++++ DATASET ENTRIES

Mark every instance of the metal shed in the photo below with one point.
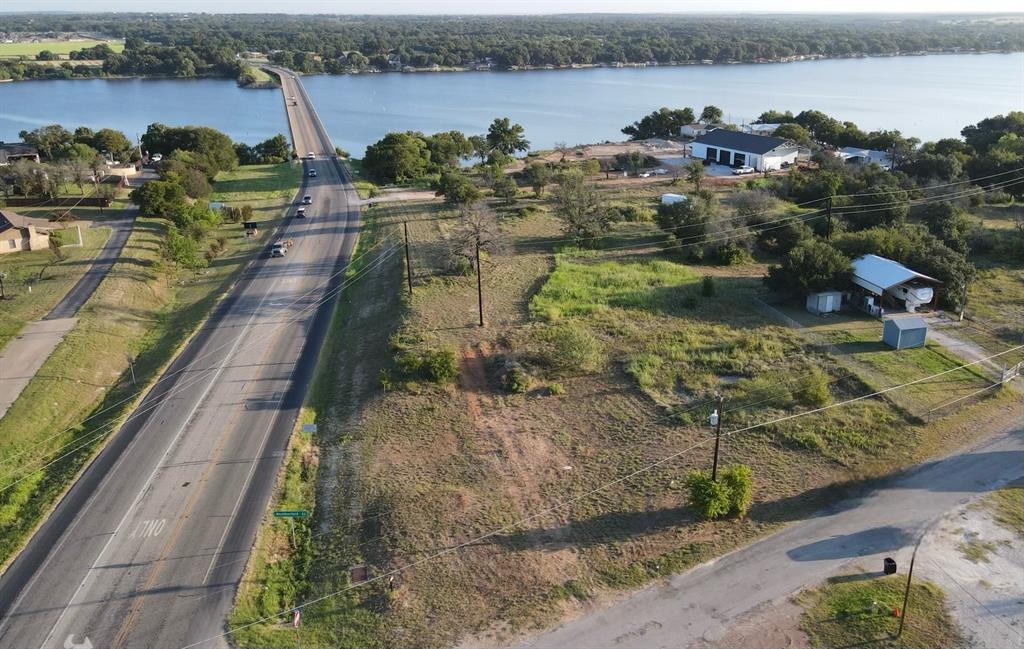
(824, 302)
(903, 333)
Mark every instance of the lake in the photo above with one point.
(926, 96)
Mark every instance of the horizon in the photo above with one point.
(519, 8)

++++++++
++++ DATASET ENTRIES

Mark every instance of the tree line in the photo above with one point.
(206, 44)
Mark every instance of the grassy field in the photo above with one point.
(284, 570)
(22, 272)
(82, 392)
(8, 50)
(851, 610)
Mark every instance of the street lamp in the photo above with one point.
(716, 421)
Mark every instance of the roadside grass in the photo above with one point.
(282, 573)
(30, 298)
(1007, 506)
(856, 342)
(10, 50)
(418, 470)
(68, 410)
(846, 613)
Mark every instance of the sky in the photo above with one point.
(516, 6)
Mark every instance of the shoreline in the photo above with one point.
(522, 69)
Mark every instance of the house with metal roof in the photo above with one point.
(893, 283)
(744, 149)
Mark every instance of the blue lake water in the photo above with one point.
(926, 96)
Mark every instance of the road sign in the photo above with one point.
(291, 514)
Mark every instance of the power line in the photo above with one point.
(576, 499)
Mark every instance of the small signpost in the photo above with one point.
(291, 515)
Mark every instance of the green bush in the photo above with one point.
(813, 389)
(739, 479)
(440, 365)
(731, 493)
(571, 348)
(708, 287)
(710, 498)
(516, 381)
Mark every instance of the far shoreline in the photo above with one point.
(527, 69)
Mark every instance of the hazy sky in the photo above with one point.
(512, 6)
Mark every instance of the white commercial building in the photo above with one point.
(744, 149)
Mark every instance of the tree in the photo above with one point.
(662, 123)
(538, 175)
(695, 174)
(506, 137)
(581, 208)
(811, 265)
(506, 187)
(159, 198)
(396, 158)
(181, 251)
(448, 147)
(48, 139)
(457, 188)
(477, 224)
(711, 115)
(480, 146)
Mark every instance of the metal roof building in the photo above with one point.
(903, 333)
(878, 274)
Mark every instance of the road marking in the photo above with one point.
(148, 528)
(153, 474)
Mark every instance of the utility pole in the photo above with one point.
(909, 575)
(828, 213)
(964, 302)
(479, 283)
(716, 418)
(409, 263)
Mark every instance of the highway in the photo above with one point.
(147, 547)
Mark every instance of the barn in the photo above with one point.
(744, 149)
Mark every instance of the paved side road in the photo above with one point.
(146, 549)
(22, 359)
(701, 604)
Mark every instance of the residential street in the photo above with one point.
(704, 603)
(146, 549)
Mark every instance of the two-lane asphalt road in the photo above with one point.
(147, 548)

++++++++
++++ DATASET ENTRIES

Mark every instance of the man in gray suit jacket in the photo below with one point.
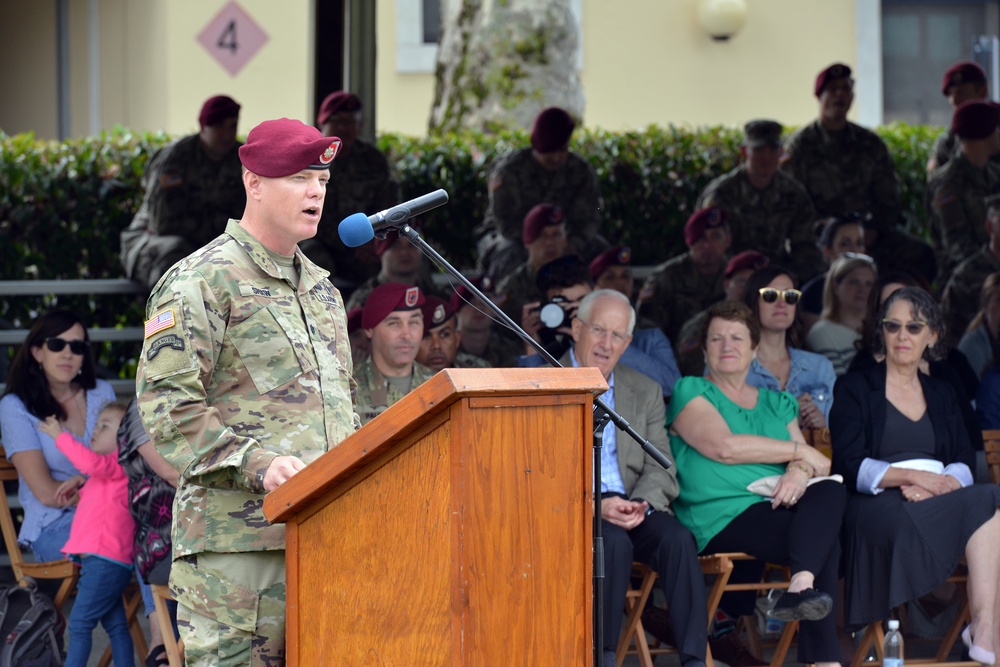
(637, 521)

++++++++

Identify every line in the listing that contains the word "roof", and copy each of those lines in full. Case counts.

Mark every instance of the house with metal roof in the photo above with one point.
Mark every instance of the metal roof building in the photo above with one point.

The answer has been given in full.